Give back the listing below verbatim, line for line, but omit the pictures.

RAW RECORDS:

__________________________________________________

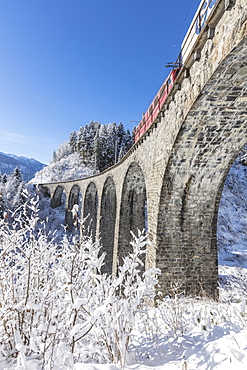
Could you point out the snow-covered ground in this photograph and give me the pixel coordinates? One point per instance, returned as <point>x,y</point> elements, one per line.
<point>183,333</point>
<point>67,168</point>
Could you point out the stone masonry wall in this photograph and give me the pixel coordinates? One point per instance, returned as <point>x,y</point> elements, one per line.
<point>187,153</point>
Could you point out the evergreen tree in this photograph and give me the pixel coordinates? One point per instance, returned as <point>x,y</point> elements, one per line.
<point>73,141</point>
<point>4,179</point>
<point>17,178</point>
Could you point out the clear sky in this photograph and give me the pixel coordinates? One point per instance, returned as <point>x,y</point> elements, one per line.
<point>66,62</point>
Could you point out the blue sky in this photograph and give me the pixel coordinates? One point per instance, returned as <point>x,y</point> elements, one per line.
<point>66,62</point>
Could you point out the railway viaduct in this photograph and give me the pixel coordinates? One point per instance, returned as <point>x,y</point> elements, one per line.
<point>170,182</point>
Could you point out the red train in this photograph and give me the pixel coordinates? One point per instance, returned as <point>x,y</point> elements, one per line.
<point>203,12</point>
<point>153,111</point>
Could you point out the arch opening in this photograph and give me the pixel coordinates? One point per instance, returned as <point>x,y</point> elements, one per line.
<point>90,211</point>
<point>232,224</point>
<point>74,208</point>
<point>59,197</point>
<point>107,223</point>
<point>133,210</point>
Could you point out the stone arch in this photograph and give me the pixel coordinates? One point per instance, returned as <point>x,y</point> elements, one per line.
<point>90,210</point>
<point>57,199</point>
<point>74,198</point>
<point>107,222</point>
<point>209,140</point>
<point>231,221</point>
<point>133,210</point>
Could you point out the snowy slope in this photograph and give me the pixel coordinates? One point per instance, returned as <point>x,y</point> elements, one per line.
<point>27,166</point>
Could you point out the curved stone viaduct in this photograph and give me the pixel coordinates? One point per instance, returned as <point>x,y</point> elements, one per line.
<point>170,182</point>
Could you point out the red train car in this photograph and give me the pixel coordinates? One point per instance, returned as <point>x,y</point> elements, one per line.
<point>153,111</point>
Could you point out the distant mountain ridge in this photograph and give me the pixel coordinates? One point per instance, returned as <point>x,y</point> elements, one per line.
<point>28,166</point>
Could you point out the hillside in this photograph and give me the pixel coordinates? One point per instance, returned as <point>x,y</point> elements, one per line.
<point>28,167</point>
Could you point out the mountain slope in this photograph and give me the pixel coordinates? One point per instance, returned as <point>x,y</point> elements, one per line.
<point>28,167</point>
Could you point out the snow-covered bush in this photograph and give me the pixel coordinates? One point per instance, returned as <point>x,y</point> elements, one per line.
<point>55,304</point>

__________________________________________________

SOLUTION TO THIS TASK:
Could you point out the snow-covered ground in this photograph and give me the pixel coordinates? One point per instance, returned as <point>x,y</point> elements, one per line.
<point>183,333</point>
<point>67,168</point>
Could you point out the stone masonry wall in this photograph and give me the pixel coordinates? One point per instance, returned as <point>x,y</point> elements, one per line.
<point>187,153</point>
Could you point out the evergreen tree in this photograph and give me the pixel coordinates? One point per instance, returned as <point>x,y</point> elements, one per line.
<point>73,141</point>
<point>4,179</point>
<point>17,178</point>
Could you point out the clear sky in this photograph and give me the pixel coordinates? One point per instance, returned as <point>x,y</point> elements, one per line.
<point>66,62</point>
Could you point out the blue sky in this photograph and give me the pixel coordinates? One point per instance, returned as <point>x,y</point> elements, one per line.
<point>66,62</point>
Could you point out the railway viaduct in this photograph and give me the pixel coordinates? One point per instance, returned as <point>x,y</point> elements, one per line.
<point>170,182</point>
Could you point out the red train in this photograph and give me the pixel coordinates? One point per instance, returned as <point>x,y</point> elements, one per line.
<point>203,12</point>
<point>153,111</point>
Could you point out the arch opening in this photograph and give me the pixel coordinates? One point per instance, returned as <point>x,y</point> elements, one per line.
<point>90,211</point>
<point>232,224</point>
<point>74,208</point>
<point>59,197</point>
<point>107,223</point>
<point>133,210</point>
Could you point out the stone arch in this photograph and give me the pixel coordinates? One point per instance, returned as <point>x,y</point> elements, one per line.
<point>90,210</point>
<point>57,199</point>
<point>74,198</point>
<point>107,222</point>
<point>209,140</point>
<point>231,221</point>
<point>133,210</point>
Could you point out the snowy slope in this photograph and give me the pixel coordinates? One point per instance, returned as <point>x,y</point> elements, one per line.
<point>27,166</point>
Could you point out the curved stone viaduct in this photograph and give me the pixel coordinates? One point per instance, returned as <point>x,y</point> elements, one per line.
<point>170,182</point>
Could you point out the red train car in this photograph and give me the pixel coordinates? One point per instance, returned as <point>x,y</point> elements, one per line.
<point>153,111</point>
Could you point out the distant mountain ridge in this photograph and give me the pixel coordinates? One point per instance, returned as <point>x,y</point> elements, one per line.
<point>28,166</point>
Could you point out the hillside in this photograph and give me the pixel coordinates? One point per instance, returned as <point>x,y</point> elements, one per line.
<point>28,167</point>
Could you point out the mountain slope in this photograph and give me the pixel coordinates? One point per instance, returned as <point>x,y</point> elements, one per line.
<point>28,167</point>
Could you point out the snow-covered bush in this photograph and give me the pixel coordinates? One point per instance, returned as <point>x,y</point> elements, one per line.
<point>55,304</point>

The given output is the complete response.